### Written problem
Extract each line below that contains the string "gabled", matching case exactly.

# # # # # # #

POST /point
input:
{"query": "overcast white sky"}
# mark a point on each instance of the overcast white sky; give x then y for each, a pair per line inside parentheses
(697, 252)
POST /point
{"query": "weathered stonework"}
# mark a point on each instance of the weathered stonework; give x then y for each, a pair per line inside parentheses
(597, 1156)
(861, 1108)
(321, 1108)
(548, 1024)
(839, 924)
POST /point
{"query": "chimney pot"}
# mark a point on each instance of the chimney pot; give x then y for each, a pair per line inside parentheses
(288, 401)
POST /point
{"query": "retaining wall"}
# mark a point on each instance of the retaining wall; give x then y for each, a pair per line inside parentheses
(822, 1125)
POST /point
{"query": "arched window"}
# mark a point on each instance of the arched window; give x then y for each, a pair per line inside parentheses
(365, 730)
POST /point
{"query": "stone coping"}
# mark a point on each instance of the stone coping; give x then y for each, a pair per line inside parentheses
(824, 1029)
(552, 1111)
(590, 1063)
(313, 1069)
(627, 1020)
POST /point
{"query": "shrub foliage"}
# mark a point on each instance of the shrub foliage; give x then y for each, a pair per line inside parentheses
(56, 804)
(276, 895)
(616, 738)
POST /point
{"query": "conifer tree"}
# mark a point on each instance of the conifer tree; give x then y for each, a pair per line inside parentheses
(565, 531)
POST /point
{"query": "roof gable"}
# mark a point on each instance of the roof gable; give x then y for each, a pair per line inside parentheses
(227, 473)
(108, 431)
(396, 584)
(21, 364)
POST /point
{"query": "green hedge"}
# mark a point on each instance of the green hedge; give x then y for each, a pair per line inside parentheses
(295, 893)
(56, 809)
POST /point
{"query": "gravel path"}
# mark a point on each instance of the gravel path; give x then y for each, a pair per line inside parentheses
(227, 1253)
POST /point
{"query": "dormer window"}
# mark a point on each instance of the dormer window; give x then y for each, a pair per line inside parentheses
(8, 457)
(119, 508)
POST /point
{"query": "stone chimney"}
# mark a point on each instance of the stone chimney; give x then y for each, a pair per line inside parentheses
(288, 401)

# # # # # # #

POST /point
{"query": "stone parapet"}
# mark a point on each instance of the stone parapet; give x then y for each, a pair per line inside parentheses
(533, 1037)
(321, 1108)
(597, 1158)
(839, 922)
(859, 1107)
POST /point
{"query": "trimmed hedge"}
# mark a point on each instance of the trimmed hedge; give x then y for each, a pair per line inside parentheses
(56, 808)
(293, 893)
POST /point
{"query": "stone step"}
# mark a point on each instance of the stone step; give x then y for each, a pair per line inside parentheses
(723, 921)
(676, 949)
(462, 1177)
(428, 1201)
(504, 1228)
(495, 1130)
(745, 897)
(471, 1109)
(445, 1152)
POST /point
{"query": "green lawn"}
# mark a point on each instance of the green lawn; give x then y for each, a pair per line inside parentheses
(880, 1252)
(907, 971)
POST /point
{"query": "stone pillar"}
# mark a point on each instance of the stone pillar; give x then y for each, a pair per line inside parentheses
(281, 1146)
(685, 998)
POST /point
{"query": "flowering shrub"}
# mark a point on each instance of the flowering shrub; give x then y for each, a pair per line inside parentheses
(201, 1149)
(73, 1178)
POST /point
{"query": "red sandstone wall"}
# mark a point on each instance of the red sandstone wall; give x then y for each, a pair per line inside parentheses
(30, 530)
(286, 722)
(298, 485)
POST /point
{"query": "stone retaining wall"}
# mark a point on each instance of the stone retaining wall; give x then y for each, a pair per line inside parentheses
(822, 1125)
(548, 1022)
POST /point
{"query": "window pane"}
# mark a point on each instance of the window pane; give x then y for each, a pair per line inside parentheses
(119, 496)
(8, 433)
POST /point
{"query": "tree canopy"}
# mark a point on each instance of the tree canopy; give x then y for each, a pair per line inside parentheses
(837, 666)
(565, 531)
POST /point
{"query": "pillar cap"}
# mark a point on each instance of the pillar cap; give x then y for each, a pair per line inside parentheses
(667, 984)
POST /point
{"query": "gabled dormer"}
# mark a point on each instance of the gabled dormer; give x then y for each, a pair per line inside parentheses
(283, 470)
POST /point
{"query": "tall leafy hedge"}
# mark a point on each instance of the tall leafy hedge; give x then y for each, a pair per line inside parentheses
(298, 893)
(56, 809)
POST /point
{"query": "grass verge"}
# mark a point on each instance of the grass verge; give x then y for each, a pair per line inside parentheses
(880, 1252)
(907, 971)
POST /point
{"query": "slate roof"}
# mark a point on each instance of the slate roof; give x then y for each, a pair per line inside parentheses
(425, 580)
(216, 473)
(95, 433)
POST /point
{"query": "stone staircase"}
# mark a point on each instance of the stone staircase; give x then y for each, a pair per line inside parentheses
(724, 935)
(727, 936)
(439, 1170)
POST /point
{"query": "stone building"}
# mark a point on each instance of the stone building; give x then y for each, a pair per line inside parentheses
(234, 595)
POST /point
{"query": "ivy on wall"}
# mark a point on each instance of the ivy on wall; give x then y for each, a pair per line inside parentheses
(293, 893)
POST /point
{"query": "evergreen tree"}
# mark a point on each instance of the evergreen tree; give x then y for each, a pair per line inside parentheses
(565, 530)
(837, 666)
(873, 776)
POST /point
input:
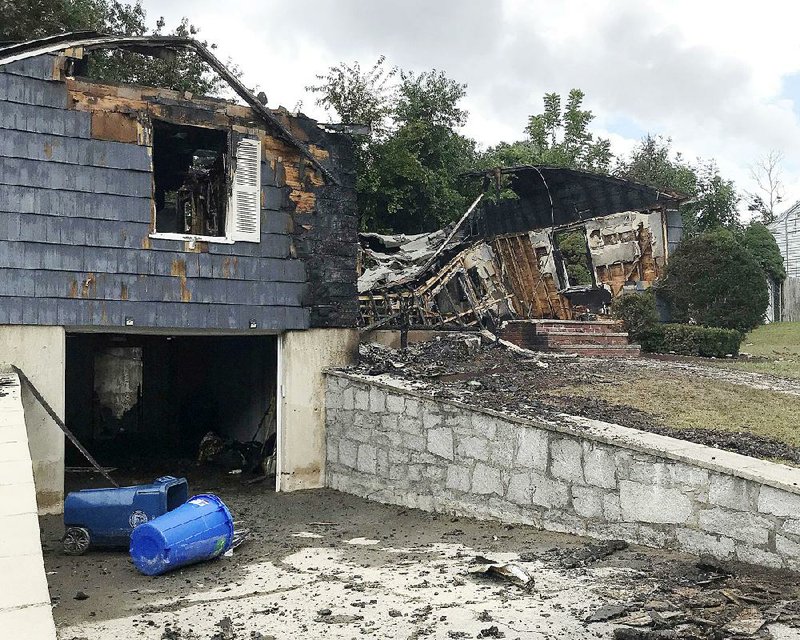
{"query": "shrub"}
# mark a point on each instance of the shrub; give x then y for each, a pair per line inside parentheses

# # # # # # #

### Answer below
{"query": "gabled dormer"}
# mark a point on each instance of the gabled dormer; give x then y for each, a pair per line inside parentheses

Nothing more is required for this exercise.